**TEXT SEGMENT:**
--- Begin ---

RKBExplorer is an RDF aggregation and search interface developed by Southampton U (Soton) for an EU project and includes 3Store by default.
It was used for experimental load of BM data and one of the queries was disastrous, see [OntoCollab:RS Performance].
A couple papers on RKBExplorer:
- RKBExplorer- Application and Infrastructure.pdf
- RKBExplorer- Repositories, Linked Data and Research Support.pptx
- Vlado asked what repository was used for test loading of BM museum data and performance testing; whether they have evaluated various triple-stores (the report only had a title page)
- Dominic replied: test load is in 3Store (using RKBexplorer); uploaded the full eval report
- reviews available RDF stores and their applicability to ResearchSpace.
- by Manuel Salvadores (and/or Hugh Glaser?) of University of Southampton, for Seme4, for British Museum
- Dated 26.1.2011
- Long list: 4store, BigData, BigOWLIM, Talis platform (hosted repository), Oracle, Allegro Graph, Jena TDB, Mulgara
- Short list: determined on p.10 based on "priorities: (1) standards (2) supported architectures (3) Projects and (4) performance. Supporting SPARQL 1.0 and part of SPARQL 1.1 is the highest priority. After this, we consider supported architectures. The other two aspects most valued in this ranking are the numbers of Semantic Projects where it has been used, and performance.
- "According to this Virtuoso and 4store are considered the main candidates that are going to be evaluated in Section 5."
- "two other solutions are also potential candidates that could be taken into account in a more exhaustive evaluation, these are: Jena/TDB and BigData"
"I don't think it is necessary that the RDF database system has to be open source. As you say, there should be flexibility built-in to accommodate multiple systems. But such flexibility would require a clean and standard interface. Are RDF systems mature enough to define in your requirements what such an interface should look like? What we want to avoid of course is lock in to some kind of proprietary and expensive backend." – Project Officer, Don Waters, at the Mellon Foundation
– So open source is not critical, but portability is.

--- End ---

**YOUR GOAL:**
Reproduce verbatim the part of the RKBExplorer notes that begins at the words "- Dominic replied: test" and ends after the words "used, and performance.". Rely only on the RKBExplorer notes above.

**DATASET SECTION:**
--- Begin ---

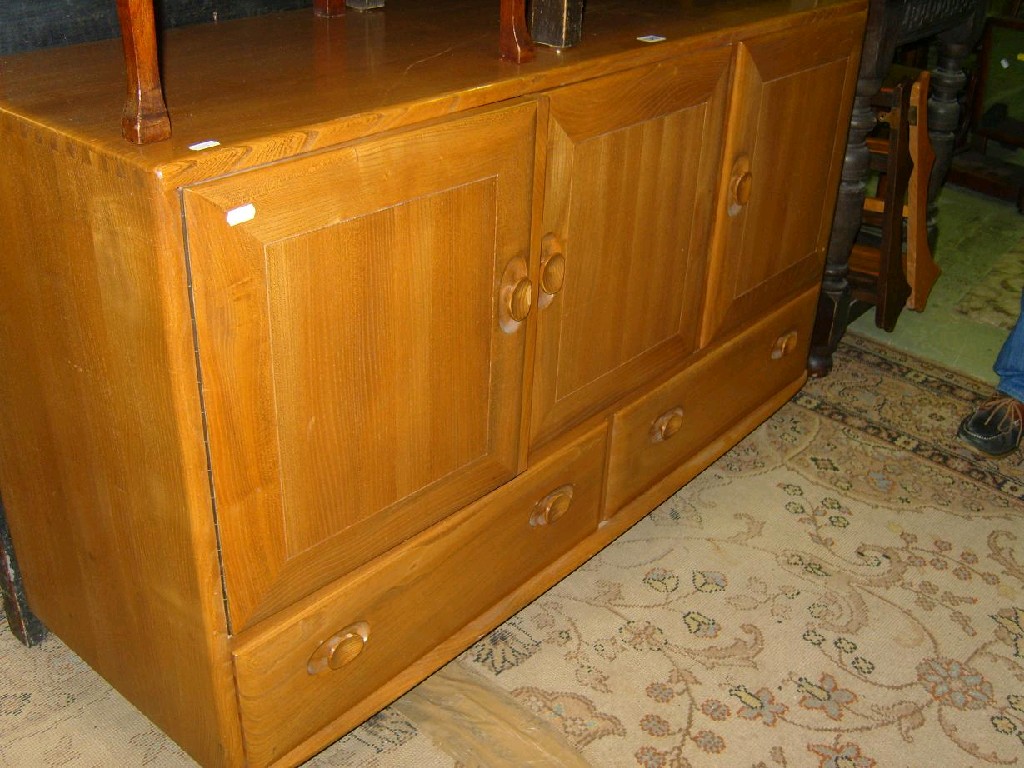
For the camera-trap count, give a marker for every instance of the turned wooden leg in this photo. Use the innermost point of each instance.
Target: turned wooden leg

--- End ---

**OUTPUT:**
- Dominic replied: test load is in 3Store (using RKBexplorer); uploaded the full eval report
- reviews available RDF stores and their applicability to ResearchSpace.
- by Manuel Salvadores (and/or Hugh Glaser?) of University of Southampton, for Seme4, for British Museum
- Dated 26.1.2011
- Long list: 4store, BigData, BigOWLIM, Talis platform (hosted repository), Oracle, Allegro Graph, Jena TDB, Mulgara
- Short list: determined on p.10 based on "priorities: (1) standards (2) supported architectures (3) Projects and (4) performance. Supporting SPARQL 1.0 and part of SPARQL 1.1 is the highest priority. After this, we consider supported architectures. The other two aspects most valued in this ranking are the numbers of Semantic Projects where it has been used, and performance.